RE:Ethics and Compliance Officers and governance structures
From: Donna Boehme
To: Multi-Industry Chief Compliance and Ethics Officers
Posted: Jan 25, 2012 11:16 AM
Subject: RE:Ethics and Compliance Officers and governance structures
Message:
I believe along with many in my thought networks that the lack of positioning, empowerment, and resourcing of CECOs is the most significant issue holding back the success of many programs.  Simply put,  despite programs that look good on paper and have all the FSG bells and whistles, many CECOs are positioned for failure.  It's hard for CECOs to advocate for themselves on the issues (on which they nevertheless have powerful arguments) without sounding self-serving, but there is a body of work on this that has helped create the momentum we are seeing to ensure CECO's are positioned for success instead. The OIG guidance and line of health care settlements (Tenet et al)  specifying that the CECO "should not be, and should not be subordinate to" the GC or the CFO are very powerful.   So is Sen. Grassley's memorable "pig farmer"  quote.  All of this is useful in supporting CECOs seeking to make the case for empowerment and positioning.   I am posting some additional links below:

2009 RAND Symposium report "Perspectives of Chief Ethics and Compliance Officers on the Prevention and  Detection of Corporate Misdeeds" (recommend careful review of the invited white papers)    http://www.rand.org/pubs/conf_proceedings/CF258.html

2010 RAND Symposium report "Directors as Guardians of Compliance and Ethics Within the Corporate Citadel"   http://www.rand.org/pubs/conf_proceedings/CF258.html

"Just How Independent Should the CECO Be (from Legal)?" (Snell/Boehme interview)

SHORT EXERCISE 1 ▸ Can you write out the records from the line with "Pick out every instance of the bus side" through the end of the records, reproducing each line unchanged?

INPUT ▸

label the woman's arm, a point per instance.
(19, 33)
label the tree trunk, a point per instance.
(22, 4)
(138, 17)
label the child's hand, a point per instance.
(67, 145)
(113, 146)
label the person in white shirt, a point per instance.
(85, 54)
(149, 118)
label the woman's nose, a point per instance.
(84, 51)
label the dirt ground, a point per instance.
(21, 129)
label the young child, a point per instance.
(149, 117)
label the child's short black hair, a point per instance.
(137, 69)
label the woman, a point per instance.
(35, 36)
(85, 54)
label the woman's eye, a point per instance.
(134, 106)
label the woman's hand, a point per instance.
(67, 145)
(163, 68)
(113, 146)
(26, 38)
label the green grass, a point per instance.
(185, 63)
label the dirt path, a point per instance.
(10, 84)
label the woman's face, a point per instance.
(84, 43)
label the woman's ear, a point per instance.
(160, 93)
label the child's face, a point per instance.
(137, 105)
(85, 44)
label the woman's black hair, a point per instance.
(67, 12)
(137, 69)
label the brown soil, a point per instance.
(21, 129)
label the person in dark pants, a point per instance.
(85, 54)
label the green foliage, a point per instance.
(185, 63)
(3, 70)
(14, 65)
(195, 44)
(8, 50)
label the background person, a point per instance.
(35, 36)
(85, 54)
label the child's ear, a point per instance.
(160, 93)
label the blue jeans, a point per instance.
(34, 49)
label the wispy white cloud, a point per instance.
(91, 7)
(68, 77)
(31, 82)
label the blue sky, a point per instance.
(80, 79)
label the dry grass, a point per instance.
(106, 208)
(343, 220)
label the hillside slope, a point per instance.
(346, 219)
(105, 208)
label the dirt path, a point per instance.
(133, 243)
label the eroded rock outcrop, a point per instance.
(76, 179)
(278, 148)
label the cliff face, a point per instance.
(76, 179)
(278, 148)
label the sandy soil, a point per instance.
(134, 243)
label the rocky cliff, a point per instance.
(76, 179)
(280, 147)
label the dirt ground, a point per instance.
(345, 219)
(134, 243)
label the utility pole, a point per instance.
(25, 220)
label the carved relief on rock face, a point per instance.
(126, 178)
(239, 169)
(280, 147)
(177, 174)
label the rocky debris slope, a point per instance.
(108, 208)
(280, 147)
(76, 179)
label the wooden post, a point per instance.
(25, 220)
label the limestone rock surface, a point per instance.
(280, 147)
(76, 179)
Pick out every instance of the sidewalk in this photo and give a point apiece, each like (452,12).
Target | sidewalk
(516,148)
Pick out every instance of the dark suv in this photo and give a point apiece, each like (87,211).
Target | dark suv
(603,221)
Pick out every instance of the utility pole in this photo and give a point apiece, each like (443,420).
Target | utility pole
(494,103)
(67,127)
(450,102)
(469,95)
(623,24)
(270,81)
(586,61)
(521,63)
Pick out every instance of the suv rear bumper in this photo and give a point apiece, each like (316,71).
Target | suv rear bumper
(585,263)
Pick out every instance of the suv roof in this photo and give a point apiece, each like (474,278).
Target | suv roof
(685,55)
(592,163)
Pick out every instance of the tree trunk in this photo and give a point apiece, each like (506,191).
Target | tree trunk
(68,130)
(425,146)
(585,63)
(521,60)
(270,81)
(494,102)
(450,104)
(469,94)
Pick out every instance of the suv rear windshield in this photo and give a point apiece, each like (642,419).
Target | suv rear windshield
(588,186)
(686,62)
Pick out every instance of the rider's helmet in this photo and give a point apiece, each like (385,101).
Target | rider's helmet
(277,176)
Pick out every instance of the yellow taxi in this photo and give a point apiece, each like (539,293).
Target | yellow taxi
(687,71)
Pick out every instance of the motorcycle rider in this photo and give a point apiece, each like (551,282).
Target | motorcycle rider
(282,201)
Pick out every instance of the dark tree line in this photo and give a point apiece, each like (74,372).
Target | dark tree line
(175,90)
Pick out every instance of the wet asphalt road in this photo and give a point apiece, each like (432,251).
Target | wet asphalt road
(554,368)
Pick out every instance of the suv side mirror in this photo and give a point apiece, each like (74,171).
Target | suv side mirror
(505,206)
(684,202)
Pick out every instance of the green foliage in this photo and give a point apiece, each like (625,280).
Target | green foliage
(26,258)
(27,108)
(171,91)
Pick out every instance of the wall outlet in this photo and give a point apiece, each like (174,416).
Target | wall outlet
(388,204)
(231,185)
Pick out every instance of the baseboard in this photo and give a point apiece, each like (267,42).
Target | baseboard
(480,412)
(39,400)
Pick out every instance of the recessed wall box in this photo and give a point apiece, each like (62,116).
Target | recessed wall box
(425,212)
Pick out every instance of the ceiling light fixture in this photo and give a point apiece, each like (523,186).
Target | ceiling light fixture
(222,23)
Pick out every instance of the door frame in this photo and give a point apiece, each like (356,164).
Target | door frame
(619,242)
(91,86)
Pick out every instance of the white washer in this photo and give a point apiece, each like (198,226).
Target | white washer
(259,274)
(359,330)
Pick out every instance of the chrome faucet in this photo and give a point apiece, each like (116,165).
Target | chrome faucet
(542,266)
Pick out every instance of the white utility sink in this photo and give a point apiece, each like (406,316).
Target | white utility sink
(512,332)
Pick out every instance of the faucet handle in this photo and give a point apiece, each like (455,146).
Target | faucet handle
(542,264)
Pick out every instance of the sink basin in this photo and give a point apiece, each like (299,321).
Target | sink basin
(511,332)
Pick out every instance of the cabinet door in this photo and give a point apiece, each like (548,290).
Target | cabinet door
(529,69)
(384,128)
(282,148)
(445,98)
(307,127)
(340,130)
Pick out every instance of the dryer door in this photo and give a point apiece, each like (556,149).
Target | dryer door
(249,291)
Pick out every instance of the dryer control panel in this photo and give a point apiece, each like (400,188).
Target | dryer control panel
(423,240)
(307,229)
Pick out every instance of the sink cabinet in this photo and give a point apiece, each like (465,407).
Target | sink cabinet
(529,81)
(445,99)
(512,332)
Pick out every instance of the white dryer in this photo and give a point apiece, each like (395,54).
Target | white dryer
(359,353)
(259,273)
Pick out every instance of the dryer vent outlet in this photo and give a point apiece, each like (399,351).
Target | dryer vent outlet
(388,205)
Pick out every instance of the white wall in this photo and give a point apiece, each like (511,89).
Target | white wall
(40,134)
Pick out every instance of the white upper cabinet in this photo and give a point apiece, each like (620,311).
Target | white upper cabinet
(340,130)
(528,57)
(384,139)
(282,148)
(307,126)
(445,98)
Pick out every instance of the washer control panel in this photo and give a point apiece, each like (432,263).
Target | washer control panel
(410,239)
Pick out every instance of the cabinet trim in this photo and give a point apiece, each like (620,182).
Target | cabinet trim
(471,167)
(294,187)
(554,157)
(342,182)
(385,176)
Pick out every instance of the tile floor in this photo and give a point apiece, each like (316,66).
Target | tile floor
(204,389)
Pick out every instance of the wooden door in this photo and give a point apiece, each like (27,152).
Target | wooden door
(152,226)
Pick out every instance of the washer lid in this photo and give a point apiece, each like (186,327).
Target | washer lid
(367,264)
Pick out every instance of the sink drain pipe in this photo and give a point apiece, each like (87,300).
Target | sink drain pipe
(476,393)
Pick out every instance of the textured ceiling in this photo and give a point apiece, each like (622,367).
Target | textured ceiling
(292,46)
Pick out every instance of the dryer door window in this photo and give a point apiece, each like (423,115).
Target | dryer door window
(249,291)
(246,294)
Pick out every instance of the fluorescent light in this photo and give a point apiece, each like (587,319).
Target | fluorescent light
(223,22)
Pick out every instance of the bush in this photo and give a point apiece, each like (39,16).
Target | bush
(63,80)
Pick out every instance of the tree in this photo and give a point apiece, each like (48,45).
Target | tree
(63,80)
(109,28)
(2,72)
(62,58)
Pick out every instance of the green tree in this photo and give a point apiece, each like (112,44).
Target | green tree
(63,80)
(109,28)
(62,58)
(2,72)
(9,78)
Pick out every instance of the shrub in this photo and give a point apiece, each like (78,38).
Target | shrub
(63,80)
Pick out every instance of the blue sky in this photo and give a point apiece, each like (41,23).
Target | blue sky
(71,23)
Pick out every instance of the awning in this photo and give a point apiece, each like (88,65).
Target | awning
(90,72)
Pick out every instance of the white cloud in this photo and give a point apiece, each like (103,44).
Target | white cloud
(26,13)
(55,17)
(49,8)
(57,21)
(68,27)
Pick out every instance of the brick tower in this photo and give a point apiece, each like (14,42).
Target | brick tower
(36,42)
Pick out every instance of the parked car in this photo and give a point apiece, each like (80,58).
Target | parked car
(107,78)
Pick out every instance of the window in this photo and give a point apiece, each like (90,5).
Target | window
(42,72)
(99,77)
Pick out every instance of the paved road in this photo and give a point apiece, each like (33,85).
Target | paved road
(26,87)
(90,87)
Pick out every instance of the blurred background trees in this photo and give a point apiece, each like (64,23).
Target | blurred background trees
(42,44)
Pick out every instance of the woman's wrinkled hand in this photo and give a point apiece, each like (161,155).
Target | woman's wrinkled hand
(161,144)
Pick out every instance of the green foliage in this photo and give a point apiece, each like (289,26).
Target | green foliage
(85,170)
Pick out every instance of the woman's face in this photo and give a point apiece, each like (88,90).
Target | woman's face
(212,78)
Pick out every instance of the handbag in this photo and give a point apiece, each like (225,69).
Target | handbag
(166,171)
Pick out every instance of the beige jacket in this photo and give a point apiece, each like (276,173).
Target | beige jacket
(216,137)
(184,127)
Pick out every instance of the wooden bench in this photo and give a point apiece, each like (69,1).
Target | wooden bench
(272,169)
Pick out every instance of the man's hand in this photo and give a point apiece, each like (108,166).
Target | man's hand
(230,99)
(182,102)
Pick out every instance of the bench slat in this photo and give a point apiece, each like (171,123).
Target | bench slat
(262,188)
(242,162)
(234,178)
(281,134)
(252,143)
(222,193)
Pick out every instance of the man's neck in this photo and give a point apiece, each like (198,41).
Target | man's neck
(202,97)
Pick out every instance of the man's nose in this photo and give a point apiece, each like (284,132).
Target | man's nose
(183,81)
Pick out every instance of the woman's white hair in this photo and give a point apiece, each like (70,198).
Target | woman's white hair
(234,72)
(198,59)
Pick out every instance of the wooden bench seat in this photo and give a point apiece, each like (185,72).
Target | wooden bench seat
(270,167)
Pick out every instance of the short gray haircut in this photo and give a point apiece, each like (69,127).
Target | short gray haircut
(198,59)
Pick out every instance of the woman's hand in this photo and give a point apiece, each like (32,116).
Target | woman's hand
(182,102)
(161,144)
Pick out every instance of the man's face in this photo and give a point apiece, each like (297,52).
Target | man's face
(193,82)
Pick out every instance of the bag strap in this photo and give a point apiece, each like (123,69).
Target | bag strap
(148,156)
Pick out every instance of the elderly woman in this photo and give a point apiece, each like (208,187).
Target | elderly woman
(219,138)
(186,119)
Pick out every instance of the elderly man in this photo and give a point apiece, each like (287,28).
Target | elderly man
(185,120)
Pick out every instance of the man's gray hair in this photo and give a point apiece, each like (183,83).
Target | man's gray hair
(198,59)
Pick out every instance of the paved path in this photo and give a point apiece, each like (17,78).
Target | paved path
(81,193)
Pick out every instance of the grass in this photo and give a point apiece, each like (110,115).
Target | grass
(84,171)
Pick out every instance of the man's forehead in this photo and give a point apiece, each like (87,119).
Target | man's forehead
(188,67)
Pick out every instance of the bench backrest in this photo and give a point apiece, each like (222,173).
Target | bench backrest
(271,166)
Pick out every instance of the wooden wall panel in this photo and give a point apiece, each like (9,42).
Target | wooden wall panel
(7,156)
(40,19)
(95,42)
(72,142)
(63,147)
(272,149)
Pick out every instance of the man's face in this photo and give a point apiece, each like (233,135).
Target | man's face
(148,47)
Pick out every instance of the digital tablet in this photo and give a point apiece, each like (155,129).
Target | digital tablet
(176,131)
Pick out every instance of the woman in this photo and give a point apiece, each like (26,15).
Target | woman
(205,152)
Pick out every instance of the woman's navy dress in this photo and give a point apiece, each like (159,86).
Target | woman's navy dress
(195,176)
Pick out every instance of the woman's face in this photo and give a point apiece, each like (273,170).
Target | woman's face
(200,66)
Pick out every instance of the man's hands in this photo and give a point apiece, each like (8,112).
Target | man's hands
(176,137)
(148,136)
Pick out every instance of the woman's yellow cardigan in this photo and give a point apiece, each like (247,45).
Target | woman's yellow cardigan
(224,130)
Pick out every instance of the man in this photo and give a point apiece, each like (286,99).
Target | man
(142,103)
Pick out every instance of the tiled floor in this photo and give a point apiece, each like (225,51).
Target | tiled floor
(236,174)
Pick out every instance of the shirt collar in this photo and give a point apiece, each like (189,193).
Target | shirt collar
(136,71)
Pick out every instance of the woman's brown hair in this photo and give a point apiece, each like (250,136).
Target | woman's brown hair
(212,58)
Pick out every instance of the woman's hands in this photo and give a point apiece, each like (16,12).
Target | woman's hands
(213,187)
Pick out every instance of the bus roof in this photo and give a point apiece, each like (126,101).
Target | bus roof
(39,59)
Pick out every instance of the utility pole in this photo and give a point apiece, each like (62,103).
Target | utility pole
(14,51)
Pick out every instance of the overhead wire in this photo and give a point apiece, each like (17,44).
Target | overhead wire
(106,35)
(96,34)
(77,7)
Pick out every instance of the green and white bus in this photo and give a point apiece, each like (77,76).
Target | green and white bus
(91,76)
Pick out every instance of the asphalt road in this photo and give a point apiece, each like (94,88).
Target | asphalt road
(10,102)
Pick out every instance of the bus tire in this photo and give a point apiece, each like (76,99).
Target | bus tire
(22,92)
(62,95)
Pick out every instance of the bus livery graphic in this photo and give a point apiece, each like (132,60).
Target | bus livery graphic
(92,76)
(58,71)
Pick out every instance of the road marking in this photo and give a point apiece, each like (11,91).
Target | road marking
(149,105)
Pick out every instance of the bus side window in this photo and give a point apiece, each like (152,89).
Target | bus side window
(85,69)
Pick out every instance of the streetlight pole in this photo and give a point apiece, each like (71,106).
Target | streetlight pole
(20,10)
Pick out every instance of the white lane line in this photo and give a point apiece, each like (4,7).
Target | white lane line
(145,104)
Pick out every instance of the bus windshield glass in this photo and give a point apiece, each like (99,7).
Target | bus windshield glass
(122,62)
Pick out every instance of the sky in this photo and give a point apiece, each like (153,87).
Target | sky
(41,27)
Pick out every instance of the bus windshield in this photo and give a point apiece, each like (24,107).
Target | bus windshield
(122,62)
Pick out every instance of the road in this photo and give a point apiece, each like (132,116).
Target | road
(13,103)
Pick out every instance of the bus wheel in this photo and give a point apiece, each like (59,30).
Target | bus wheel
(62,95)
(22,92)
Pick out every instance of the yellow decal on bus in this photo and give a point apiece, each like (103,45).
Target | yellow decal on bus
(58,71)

SHORT EXERCISE 2 ▸ In two sentences, what does the forum post on ethics and compliance officers say?

RESULT 1 ▸
Pick out every instance of the bus side window in this photo and give a point apiece, each like (152,89).
Target | bus side window
(85,69)
Pick out every instance of the streetlight pole in this photo and give a point apiece, each like (71,106).
Target | streetlight pole
(20,10)
Pick out every instance of the white lane line in this photo and give a point apiece, each like (4,7).
Target | white lane line
(145,104)
Pick out every instance of the bus windshield glass in this photo and give a point apiece, each like (99,7).
Target | bus windshield glass
(122,62)
Pick out every instance of the sky in this photo and give a point apiece, each like (153,87).
Target | sky
(41,27)
Pick out every instance of the bus windshield in this photo and give a point apiece, each like (24,107).
Target | bus windshield
(122,62)
Pick out every instance of the road in this photo and give a point apiece, each like (132,116).
Target | road
(13,103)
Pick out every instance of the bus wheel in this photo and give a point apiece, each like (59,30).
Target | bus wheel
(62,95)
(22,92)
Pick out every instance of the yellow decal on bus in this photo and give a point apiece, each like (103,45).
Target | yellow decal on bus
(58,71)

RESULT 2 ▸ The post argues that the lack of positioning, empowerment, and resourcing of CECOs is the most significant issue holding back many programs, leaving many CECOs positioned for failure even when their programs look good on paper. It points to OIG guidance, health care settlements specifying that the CECO should not be subordinate to the GC or the CFO, and Sen. Grassley's "pig farmer" quote as support for CECOs seeking empowerment, and it lists further resources, including two RAND Symposium reports.